- **DIRECTION**: Please find each line in the data below that contains the word "return", and copy those lines out.

- **DATA FOR THIS TASK**:
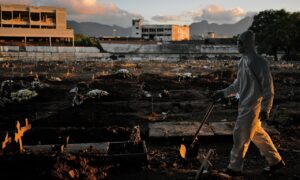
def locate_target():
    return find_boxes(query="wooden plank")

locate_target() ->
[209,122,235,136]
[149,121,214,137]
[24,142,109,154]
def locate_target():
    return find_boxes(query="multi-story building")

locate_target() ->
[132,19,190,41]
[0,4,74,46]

* * *

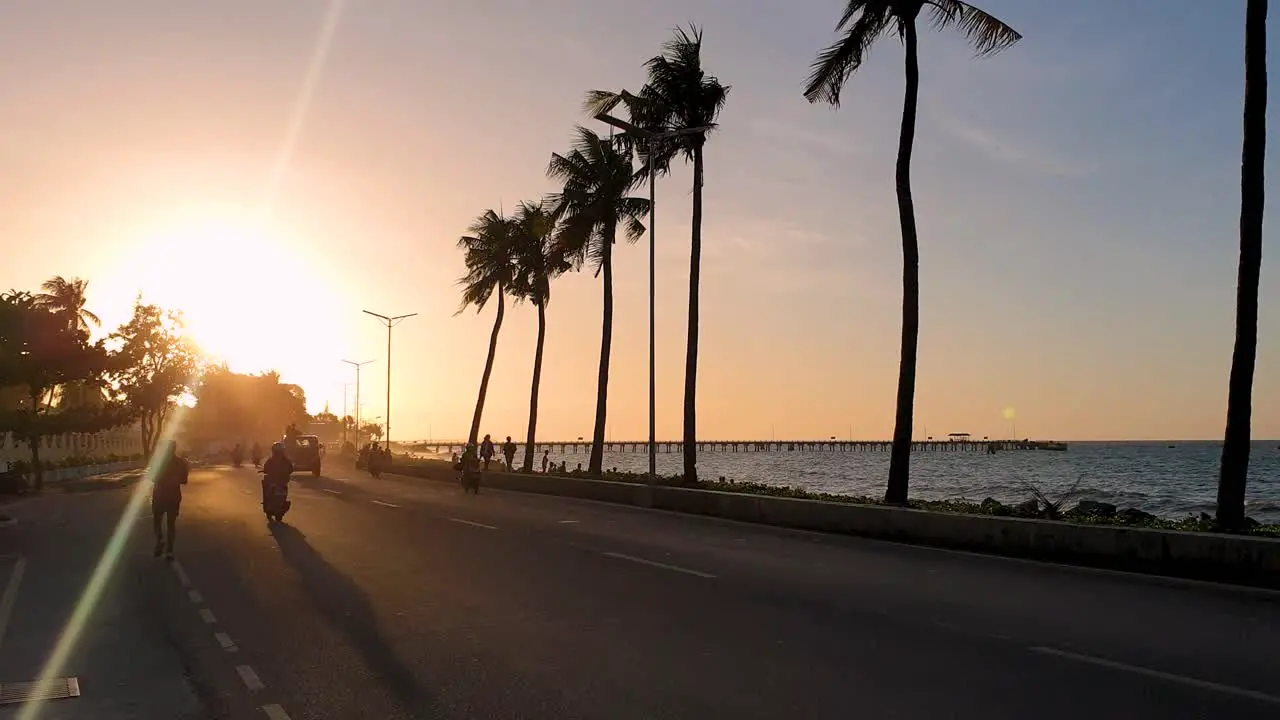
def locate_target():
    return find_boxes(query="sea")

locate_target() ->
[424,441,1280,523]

- **PROBLEM SOLUTION**:
    return find_boxes(query="wooden plank")
    return find_boxes(query="multi-story building")
    return find_boxes(query="sea")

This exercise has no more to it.